Sur le sujet de la relance, l'objectif du groupe est d'analyser les perspectives économiques de la zone euro et de l'Union européenne, et de formuler, sur cette base, des recommandations, d'une part pour soutenir la relance de l'économie européenne, et d'autre part, de façon plus structurelle, pour la rendre plus dynamique et mieux à même de répondre aux crises futures.
Je souhaiterais débuter par quelques éléments de constat et de cadrage. D'une part, l'économie européenne est entrée dans la crise affaiblie : la crise de la zone euro a provoqué une récession plus longue et plus profonde qu'ailleurs. L'Union européenne a eu moins de temps pour rebondir avant l'arrivée de la pandémie. D'autre part, la crise a touché l'économie européenne plus que d'autres économies avancées. À la fin du premier trimestre de cette année, le PIB était encore de 5 % inférieur à son niveau précédant la crise. De plus, des facteurs structurels sont aussi à l'œuvre et provoquent un recul de la part de l'économie européenne dans l'économie mondiale. Il faut avoir ici à l'esprit les dynamiques européennes plus faibles en matière de démographie et d'investissement, qui contrastent avec le rattrapage chinois.
Cela étant dit, nous sommes dans une situation où tout n'est pas négatif. Au cours des vingt dernières années, le revenu par habitant a augmenté d'un tiers dans l'Union européenne, c'est moins rapide qu'en Chine, mais c'est en réalité similaire aux États-Unis, et plus rapide qu'au Japon.
Néanmoins, et c'est un sujet qui a été beaucoup discuté récemment, les années qui ont suivi la crise de la zone euro ont conduit à un recul du rôle international de l'euro. Ce dernier reflète, en réalité, les fragilités de la zone euro : l'absence d'un budget commun, la fragmentation de ses marchés de capitaux et de ses marchés bancaires, et un doute qui demeure sur sa capacité à réagir de façon unie face aux crises.
Toutefois, il existe des raisons de penser qu'aujourd'hui la situation est différente grâce à la réponse apportée à la crise. Cette réponse a été à la fois plus rapide et plus forte, et elle est dotée non seulement d'une dimension conjoncturelle, de court terme, mais aussi d'une dimension plus structurelle.
Cette réponse est venue en rupture avec les précédentes, grâces aux différents éléments qui la composent, mais aussi à l'intervention de la Banque centrale européenne qui a permis d'assurer la continuité du financement de l'économie, et au soutien budgétaire considérable apporté par les États membres. Toutefois, la rupture la plus forte demeure la décision d'émettre une dette commune pour financer la réponse à la pandémie et la relance, avec d'un côté un soutien aux mesures de protection de l'emploi (plan SURE), et surtout, le plan de relance, NextGenerationEU, et ses 750 milliards d'euros.

INFORMATIONS FOURNIES:

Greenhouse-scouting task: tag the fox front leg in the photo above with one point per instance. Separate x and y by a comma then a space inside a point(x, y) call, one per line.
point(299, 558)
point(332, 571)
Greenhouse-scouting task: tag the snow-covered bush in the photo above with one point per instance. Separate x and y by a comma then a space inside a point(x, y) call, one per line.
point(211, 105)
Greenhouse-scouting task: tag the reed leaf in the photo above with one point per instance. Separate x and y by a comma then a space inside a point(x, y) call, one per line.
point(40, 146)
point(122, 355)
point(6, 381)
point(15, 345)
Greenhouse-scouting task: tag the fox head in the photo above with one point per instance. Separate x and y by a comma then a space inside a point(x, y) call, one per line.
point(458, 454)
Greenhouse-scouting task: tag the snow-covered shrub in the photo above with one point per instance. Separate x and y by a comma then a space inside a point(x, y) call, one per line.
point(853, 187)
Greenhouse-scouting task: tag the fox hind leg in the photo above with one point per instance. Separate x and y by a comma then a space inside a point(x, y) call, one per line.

VOS CONSIGNES: Modifiez le passage du texte sur la relance européenne qui commence aux mots « Toutefois, il existe » et s'arrête après « dimension plus structurelle. », en y remplaçant « conjoncturelle » par « cyclique ».

RÉPONSE ATTENDUE:
Toutefois, il existe des raisons de penser qu'aujourd'hui la situation est différente grâce à la réponse apportée à la crise. Cette réponse a été à la fois plus rapide et plus forte, et elle est dotée non seulement d'une dimension cyclique, de court terme, mais aussi d'une dimension plus structurelle.